Wednesday, November 6, 2019

Robinhood, Leverage, and Lemonade

DISCLAIMER: NO INVESTMENT OR LEGAL ADVICE
The Content is for informational purposes only, you should not construe any such information or other material as legal, tax, investment, financial, or other advice. Investing involves risk, please consult a financial professional before making an investment.


Robinhood is a zero-commission brokerage that was founded in 2013. It has a beautiful mobile user interface that game-ifies the gambling of your life savi—, er, makes it seamless for millennials to buy and sell stocks.

I wrote on Quora in Dec 2014 on why lowering the barrier to entry to this extent can cause retail investors to make trades without knowing what they are doing. That post turned out to be rather prescient, for reasons I’ll explain below.

One of the ways Robinhood makes money is via margin lending: they loan you some extra money to invest in the stock market with, and later you pay back the loan with some interest (currently about 5%).

If you are in the business of lending money, not only do you have to safeguard your brokerage system against technological vulnerabilities (e.g. C++ memory leaks that expose users’ trades), but you also need to defend against financial vulnerabilities, which are portfolios that expose the lender or its customers to an irresponsible amount of investment risk.

In the last few months it has come to light [1, 2, 3, 4, 5] that there are some serious financial vulnerabilities in Robinhood’s margin lending platform, whereby it is possible for users to borrow much, much more money from Robinhood than they are supposed to.


These users subsequently gamble huge amounts of borrowed money away in a coin toss, leaving Robinhood in a very bad spot, perhaps even at odds with Regulation T laws (I am not a lawyer, just speculating here).

● ● ●

What to do:
- 1) Sum up the Robinhood post in two sentences.
- 2) Repeat the part of the Robinhood post starting with "If you are in" and going on through "just speculating here).".

Detection annotation records:
● ● ●

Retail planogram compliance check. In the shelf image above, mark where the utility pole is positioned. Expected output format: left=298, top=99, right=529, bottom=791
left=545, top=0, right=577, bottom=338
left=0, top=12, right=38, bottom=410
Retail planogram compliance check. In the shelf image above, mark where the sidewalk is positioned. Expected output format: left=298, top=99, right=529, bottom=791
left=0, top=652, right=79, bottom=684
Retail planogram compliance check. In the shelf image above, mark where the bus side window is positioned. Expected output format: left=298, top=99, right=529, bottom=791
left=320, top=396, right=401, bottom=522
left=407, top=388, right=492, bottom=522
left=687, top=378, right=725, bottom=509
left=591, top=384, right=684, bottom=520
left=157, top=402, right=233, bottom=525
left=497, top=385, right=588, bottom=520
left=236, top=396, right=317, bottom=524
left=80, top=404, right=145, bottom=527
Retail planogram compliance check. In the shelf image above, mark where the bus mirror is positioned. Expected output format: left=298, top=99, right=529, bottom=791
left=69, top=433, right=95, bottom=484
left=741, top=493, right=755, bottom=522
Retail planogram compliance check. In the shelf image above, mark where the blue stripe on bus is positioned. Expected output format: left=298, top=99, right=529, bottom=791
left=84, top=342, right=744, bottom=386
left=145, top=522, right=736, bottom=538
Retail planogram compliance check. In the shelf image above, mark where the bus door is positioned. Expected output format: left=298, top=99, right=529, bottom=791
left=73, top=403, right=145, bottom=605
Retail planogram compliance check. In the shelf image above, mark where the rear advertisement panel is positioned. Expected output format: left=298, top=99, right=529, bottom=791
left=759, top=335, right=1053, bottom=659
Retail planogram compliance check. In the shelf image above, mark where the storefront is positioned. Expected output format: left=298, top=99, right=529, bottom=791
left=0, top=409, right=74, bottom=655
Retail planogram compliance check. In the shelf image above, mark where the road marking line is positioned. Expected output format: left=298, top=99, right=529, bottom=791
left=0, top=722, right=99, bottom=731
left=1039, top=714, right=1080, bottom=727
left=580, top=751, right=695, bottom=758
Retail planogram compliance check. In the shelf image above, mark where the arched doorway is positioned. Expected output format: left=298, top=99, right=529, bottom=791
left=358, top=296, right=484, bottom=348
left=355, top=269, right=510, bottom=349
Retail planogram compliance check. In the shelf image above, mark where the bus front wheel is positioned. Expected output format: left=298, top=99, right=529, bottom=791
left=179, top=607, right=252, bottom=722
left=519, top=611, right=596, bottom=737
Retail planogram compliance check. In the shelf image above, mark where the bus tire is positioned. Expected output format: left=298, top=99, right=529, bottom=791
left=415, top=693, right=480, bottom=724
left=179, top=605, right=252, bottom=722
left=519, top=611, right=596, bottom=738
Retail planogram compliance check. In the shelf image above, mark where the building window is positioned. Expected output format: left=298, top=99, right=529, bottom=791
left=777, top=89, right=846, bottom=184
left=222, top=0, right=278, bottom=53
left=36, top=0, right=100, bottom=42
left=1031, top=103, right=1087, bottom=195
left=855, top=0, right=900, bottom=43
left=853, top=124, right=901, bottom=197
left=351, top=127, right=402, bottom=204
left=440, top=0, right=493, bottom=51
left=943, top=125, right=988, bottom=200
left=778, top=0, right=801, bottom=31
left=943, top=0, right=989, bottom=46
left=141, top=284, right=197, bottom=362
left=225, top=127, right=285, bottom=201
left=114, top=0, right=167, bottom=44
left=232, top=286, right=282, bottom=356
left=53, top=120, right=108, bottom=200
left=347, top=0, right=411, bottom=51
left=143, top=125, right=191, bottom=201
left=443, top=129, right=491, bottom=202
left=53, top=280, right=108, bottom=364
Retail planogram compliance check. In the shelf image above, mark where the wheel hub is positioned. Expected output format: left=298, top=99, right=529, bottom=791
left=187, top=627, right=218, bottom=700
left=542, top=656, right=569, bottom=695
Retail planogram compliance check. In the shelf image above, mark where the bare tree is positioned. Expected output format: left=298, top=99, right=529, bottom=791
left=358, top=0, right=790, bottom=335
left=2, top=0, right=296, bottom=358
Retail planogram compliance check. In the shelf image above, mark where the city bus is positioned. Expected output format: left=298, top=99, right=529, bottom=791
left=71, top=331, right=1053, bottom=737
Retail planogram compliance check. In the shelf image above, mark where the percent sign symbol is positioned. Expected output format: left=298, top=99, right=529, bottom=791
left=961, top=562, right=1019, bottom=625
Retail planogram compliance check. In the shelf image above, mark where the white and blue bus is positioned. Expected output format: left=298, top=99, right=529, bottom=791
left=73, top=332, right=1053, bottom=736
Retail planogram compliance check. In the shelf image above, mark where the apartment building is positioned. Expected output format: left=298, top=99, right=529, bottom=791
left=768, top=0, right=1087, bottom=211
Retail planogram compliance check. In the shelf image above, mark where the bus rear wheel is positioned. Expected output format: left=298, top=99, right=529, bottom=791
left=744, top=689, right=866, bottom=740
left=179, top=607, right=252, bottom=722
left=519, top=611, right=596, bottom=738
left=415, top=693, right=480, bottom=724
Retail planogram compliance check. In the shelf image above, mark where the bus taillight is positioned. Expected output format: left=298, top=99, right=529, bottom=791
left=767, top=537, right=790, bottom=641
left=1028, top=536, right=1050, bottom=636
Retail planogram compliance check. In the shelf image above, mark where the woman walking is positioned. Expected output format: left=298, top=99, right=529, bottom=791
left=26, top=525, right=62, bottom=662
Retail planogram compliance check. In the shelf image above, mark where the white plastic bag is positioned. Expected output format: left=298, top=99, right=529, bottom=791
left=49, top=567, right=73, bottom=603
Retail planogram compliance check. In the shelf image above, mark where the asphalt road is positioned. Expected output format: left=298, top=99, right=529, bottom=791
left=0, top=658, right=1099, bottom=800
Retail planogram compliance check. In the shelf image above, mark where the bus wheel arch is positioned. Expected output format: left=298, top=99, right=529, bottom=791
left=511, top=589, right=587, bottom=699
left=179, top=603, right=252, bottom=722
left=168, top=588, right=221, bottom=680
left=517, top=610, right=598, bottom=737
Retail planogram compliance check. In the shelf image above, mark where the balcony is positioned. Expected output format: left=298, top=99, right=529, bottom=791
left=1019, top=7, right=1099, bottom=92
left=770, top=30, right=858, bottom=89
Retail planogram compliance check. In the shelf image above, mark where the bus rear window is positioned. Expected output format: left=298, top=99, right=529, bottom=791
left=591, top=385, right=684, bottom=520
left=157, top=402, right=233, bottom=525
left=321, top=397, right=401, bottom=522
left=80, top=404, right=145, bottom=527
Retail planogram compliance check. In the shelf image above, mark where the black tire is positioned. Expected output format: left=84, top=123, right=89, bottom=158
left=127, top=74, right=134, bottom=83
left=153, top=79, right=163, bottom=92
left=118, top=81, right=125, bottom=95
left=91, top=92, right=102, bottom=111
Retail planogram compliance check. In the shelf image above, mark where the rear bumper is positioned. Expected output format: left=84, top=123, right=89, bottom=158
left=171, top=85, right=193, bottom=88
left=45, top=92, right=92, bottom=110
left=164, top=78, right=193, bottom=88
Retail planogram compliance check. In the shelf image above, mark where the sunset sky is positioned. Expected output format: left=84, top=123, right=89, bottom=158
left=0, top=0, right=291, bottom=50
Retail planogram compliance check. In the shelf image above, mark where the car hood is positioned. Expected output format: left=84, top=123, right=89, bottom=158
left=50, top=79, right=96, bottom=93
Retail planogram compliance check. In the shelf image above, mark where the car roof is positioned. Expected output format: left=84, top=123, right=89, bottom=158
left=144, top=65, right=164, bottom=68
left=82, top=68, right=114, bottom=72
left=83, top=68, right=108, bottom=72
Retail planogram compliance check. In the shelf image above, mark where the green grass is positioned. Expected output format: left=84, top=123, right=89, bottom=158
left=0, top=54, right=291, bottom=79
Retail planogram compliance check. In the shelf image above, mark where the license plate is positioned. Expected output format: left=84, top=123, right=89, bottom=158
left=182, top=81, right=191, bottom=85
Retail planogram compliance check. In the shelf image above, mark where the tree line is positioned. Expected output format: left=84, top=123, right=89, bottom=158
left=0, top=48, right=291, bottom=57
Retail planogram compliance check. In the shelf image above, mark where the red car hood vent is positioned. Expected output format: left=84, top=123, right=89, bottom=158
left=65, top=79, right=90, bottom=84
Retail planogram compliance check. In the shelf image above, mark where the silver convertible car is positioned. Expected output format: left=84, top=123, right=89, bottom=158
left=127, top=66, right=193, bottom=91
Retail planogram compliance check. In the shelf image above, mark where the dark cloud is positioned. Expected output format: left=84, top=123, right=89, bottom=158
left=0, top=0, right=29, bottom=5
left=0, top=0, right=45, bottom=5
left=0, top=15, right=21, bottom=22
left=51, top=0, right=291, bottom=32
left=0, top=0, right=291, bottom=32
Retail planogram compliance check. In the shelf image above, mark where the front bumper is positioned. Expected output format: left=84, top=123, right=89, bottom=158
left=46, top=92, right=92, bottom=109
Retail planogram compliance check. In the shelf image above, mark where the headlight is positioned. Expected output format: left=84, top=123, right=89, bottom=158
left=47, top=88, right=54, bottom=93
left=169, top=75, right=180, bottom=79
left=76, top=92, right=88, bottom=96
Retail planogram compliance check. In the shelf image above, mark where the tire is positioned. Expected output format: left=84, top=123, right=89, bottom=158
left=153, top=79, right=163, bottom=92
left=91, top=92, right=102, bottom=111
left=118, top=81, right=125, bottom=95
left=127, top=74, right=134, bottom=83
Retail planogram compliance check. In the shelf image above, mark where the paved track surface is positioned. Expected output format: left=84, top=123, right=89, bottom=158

● ● ●

Outputs for the tasks:
- 1) Robinhood, a zero-commission brokerage founded in 2013, makes money partly through margin lending, where it loans users extra money to invest and they pay it back with interest. In recent months, serious flaws have come to light in that lending platform that let users borrow far more than they are supposed to, and those users then gamble the borrowed money away, leaving Robinhood in a very bad spot.

- 2)
If you are in the business of lending money, not only do you have to safeguard your brokerage system against technological vulnerabilities (e.g. C++ memory leaks that expose users’ trades), but you also need to defend against financial vulnerabilities, which are portfolios that expose the lender or its customers to an irresponsible amount of investment risk.

In the last few months it has come to light [1, 2, 3, 4, 5] that there are some serious financial vulnerabilities in Robinhood’s margin lending platform, whereby it is possible for users to borrow much, much more money from Robinhood than they are supposed to.


These users subsequently gamble huge amounts of borrowed money away in a coin toss, leaving Robinhood in a very bad spot, perhaps even at odds with Regulation T laws (I am not a lawyer, just speculating here).